= Brano di testo =

SUPREMA CORTE DI CASSAZIONE

S.U.P.

SENTENZA 29 luglio 2016, n.33217

RITENUTO IN FATTO

1. Con ordinanza in data 11 giugno 2012 il G.i.p. del Tribunale di Napoli applicava a C.F. la misura della custodia cautelare in relazione a plurime fattispecie di estorsione, aggravate L. n. 203 del 1991, ex art. 7. Con successiva ordinanza il G.i.p. applicava all’indagato la ulteriore misura della custodia cautelare in relazione al reato di cui all’art. 416 bis c.p., commi dal 1 al 6, nonchè ad altre fattispecie di estorsione aggravata.
Entrambi i provvedimenti venivano confermati dal Tribunale del riesame.
Con sentenza emessa il 17 settembre 2013 nei due procedimenti riuniti, il G.i.p. dichiarava C. responsabile dei reati ascritti e, previa esclusione dell’aggravante di cui all’art. 416 bis c.p., comma 6, ed unificazione delle fattispecie criminose sotto il vincolo della continuazione, individuato il reato più grave in quello di cui all’art. 416 bis c.p., lo condannava alla pena complessiva di anni dieci di reclusione.
Nel dispositivo della sentenza il Giudice indicava il termine di settanta giorni per il deposito della motivazione e dichiarava sospesi i termini di durata della custodia cautelare.
Il Giudice, tuttavia, depositava la sentenza il 7 febbraio 2014, diciotto giorni prima della scadenza del termine indicato nel dispositivo (25 febbraio 2014).

= Esercizi =
1. Elenca tutte le date complete di giorno, mese e anno che compaiono nel brano della sentenza.
2. Riprendi il brano della sentenza dopo la sua ultima frase e prosegui l'esposizione dei fatti.

= Estratto di dati =
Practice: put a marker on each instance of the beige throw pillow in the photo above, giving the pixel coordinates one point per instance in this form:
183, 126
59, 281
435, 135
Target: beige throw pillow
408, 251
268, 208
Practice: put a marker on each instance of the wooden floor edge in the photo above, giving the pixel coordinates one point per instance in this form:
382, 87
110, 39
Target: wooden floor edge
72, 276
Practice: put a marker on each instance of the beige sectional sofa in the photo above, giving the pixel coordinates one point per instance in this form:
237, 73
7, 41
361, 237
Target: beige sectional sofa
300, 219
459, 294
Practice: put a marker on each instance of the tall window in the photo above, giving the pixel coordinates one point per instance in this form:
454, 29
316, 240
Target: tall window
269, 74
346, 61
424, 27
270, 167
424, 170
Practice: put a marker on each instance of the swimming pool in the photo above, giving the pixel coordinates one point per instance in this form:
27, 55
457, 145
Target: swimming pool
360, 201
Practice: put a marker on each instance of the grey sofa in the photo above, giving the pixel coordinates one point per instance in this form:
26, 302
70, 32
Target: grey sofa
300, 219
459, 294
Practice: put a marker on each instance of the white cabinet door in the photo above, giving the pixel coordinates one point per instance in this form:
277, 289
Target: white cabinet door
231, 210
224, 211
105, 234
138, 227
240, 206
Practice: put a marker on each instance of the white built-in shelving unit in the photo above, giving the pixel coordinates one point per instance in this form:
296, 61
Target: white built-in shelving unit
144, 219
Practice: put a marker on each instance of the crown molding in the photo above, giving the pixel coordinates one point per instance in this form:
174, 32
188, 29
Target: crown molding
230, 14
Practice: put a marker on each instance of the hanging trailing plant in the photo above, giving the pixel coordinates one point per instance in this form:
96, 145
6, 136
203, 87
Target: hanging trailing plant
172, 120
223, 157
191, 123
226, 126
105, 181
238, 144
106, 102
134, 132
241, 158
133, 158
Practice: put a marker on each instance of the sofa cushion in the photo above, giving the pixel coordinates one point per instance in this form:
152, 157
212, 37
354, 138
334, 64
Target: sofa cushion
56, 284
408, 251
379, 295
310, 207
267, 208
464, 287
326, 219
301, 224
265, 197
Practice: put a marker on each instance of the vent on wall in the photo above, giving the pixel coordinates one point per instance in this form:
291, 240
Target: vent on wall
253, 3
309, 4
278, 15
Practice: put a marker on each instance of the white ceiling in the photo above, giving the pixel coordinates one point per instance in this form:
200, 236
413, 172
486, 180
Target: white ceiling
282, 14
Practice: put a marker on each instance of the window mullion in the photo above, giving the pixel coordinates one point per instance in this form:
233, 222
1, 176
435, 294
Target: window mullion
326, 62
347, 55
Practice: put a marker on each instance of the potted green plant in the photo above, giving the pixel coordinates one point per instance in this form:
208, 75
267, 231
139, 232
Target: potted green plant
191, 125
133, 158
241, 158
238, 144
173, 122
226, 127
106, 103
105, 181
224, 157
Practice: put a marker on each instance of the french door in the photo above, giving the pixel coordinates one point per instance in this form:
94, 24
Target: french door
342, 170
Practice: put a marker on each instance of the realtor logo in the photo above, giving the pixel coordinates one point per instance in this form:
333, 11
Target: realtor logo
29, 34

= Soluzioni degli esercizi =
1. 29 luglio 2016; 11 giugno 2012; 17 settembre 2013; 7 febbraio 2014; 25 febbraio 2014.

2.
Con sentenza emessa il 18 maggio 2015 la Corte di appello di Napoli confermava la condanna del C. per il reato di cui all’art. 416 bis c.p., e per parte dei reati-satellite e rideterminava la pena inflittagli in anni otto di reclusione ed Euro 2.600 di multa. La Corte fissava, altresì, il termine di novanta giorni per il deposito della motivazione e sospendeva per tutta la sua durata il decorso dei termini di custodia cautelare.
2. Con ordinanza emessa il 16 ottobre 2015, la Corte di appello rigettava l’istanza con la quale i difensori di C. chiedevano che fosse dichiarata la perdita di efficacia della misura custodiale per decorrenza dei termini di custodia cautelare relativi alla fase del giudizio di secondo grado.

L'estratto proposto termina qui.